## GIVEN PROBLEM
Pick out each line in the entries below that contains the word "shade", and copy those lines.

Pointing dataset excerpts:
★ ★ ★

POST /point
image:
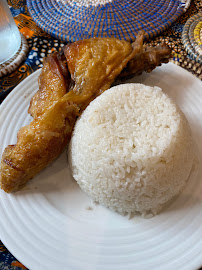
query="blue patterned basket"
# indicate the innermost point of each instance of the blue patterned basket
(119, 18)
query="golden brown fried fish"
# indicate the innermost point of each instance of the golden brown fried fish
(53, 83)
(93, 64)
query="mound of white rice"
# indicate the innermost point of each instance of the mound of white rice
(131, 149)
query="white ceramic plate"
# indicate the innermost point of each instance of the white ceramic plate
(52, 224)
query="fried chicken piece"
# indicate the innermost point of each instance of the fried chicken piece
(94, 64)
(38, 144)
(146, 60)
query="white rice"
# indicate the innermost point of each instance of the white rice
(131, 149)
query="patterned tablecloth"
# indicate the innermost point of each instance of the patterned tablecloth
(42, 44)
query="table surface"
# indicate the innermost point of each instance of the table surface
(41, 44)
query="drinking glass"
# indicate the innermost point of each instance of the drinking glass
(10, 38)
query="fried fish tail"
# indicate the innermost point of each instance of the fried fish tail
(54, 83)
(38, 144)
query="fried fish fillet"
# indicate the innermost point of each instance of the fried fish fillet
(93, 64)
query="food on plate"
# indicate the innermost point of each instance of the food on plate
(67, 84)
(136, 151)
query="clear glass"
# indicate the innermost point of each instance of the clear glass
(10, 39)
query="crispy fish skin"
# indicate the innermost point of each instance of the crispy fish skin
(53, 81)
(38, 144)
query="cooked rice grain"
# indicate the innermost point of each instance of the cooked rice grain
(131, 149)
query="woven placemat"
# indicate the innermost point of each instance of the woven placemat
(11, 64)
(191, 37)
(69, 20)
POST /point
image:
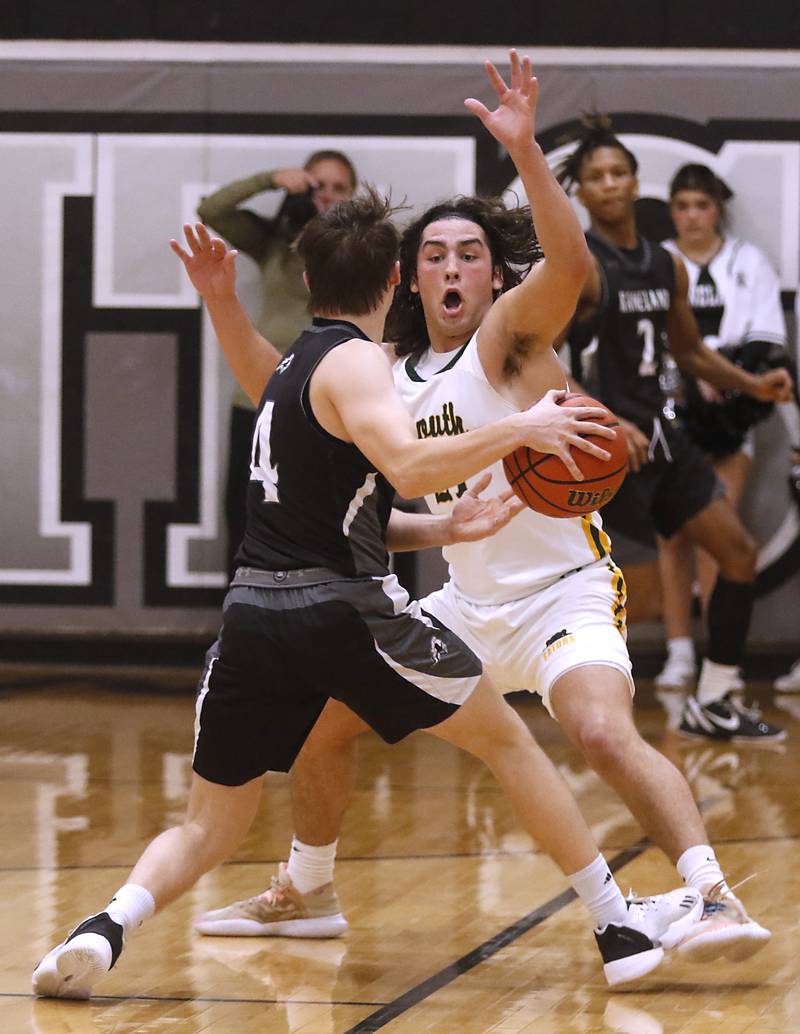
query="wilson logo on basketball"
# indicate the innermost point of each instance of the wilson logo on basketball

★ ★ ★

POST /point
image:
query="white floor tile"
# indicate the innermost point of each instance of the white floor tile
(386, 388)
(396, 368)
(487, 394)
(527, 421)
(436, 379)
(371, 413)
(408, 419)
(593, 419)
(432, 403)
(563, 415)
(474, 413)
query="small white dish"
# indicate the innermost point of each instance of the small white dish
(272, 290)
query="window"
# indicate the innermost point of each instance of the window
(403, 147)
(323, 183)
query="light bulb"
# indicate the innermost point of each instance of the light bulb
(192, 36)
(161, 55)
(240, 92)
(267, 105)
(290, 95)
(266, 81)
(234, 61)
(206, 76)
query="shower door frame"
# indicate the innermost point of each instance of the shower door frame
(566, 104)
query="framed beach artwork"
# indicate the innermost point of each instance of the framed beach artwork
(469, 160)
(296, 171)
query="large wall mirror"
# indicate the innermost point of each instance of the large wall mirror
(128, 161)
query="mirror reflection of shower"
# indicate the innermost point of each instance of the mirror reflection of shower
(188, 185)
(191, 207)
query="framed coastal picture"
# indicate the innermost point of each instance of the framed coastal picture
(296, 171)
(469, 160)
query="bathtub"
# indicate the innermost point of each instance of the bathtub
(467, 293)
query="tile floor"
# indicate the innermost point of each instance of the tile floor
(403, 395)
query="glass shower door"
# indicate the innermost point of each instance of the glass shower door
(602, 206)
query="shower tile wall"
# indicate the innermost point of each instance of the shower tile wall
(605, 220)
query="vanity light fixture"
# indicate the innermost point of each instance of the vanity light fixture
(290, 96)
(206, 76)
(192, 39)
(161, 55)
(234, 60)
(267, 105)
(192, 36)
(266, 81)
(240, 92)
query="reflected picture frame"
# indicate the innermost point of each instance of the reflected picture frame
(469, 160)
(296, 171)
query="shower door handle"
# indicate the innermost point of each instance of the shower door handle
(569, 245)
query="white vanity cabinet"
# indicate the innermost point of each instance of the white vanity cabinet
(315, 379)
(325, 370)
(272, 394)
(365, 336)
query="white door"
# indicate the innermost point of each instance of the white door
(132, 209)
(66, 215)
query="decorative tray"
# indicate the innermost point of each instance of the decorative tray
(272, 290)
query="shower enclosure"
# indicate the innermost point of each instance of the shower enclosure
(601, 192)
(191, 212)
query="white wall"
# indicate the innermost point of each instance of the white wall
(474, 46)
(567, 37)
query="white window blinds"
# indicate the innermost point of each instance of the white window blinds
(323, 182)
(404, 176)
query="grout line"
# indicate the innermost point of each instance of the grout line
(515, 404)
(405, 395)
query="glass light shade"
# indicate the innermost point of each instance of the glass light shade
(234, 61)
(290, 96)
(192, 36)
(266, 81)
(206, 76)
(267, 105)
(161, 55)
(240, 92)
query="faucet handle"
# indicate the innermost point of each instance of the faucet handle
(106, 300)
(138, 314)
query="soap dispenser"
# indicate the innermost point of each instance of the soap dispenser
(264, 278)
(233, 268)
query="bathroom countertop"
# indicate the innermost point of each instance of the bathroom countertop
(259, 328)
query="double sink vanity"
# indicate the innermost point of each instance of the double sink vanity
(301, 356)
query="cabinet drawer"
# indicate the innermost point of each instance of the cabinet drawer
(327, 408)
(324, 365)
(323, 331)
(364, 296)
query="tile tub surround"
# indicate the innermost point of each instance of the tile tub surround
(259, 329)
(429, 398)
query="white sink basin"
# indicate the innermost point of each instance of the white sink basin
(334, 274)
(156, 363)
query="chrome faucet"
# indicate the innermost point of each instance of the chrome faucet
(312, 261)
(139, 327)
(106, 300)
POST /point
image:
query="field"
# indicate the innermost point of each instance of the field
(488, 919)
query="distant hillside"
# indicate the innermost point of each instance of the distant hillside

★ ★ ★

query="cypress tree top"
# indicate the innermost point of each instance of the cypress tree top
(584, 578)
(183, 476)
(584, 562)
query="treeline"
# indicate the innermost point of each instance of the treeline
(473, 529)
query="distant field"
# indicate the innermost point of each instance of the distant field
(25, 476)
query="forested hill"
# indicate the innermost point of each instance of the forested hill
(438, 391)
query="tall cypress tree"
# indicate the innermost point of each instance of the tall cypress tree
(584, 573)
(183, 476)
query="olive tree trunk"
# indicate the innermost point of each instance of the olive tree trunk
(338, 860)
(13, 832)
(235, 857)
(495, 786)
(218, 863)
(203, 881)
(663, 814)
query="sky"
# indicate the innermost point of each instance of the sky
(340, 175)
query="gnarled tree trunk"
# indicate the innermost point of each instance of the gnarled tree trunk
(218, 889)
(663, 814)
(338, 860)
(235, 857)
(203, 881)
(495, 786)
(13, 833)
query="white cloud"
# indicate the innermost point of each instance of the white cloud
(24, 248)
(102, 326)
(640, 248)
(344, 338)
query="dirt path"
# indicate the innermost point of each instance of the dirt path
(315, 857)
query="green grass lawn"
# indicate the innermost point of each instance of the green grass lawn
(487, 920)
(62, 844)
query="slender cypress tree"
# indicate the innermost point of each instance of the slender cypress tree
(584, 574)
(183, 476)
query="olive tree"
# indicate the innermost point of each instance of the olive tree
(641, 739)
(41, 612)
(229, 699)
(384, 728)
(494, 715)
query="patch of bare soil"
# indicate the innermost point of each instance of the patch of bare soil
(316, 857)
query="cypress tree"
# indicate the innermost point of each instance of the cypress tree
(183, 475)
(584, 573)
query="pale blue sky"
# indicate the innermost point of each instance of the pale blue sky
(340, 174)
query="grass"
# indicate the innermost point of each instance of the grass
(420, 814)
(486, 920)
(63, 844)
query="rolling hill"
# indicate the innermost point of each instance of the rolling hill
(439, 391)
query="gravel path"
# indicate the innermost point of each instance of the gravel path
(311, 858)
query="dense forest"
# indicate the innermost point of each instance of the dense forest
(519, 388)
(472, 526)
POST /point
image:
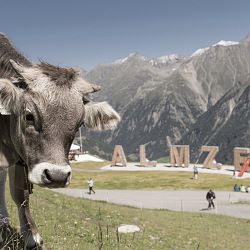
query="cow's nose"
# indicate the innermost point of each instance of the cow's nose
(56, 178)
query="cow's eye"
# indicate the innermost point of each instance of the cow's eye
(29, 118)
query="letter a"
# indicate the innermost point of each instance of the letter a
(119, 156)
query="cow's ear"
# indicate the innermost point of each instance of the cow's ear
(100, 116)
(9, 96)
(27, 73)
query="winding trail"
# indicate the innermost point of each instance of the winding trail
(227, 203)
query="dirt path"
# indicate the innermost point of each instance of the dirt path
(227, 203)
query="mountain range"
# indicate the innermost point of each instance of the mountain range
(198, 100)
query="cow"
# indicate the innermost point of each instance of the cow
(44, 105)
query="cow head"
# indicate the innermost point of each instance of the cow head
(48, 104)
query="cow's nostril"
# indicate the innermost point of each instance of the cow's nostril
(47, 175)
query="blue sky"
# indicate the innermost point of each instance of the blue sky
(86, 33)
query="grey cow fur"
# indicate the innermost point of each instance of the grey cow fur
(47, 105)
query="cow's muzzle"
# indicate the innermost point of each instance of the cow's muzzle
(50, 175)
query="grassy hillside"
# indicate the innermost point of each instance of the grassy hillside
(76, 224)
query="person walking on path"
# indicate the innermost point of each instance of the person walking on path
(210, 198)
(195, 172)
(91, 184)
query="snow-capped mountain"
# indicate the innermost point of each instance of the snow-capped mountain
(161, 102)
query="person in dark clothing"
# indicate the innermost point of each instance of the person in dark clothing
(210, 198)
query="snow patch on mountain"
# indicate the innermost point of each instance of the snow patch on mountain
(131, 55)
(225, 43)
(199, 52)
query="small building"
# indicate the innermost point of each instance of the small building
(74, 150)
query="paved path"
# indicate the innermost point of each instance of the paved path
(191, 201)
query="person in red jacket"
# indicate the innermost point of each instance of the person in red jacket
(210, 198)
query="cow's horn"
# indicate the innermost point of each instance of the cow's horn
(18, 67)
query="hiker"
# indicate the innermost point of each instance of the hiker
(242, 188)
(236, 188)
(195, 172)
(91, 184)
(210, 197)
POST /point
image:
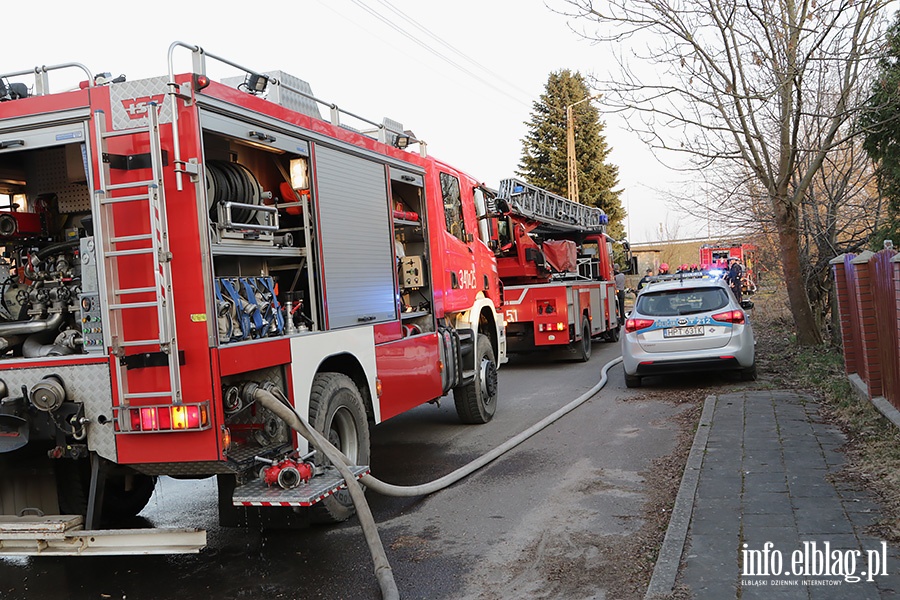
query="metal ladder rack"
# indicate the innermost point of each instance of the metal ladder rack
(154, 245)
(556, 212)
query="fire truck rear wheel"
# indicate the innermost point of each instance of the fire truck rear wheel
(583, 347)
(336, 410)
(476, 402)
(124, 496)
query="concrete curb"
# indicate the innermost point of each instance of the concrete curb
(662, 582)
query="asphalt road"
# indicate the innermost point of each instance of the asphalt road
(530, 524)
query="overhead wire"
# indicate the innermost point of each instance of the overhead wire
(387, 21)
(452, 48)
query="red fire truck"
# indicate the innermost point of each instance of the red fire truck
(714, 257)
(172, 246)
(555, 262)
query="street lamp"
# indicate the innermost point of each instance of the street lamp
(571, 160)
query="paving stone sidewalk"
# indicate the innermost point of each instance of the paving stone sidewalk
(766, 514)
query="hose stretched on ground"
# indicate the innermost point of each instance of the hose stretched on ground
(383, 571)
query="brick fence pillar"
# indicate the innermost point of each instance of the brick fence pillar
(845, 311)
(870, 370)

★ ★ ★

## RESULT
query="glass light shade"
# indicate the innermost point of each instance of the glass light shade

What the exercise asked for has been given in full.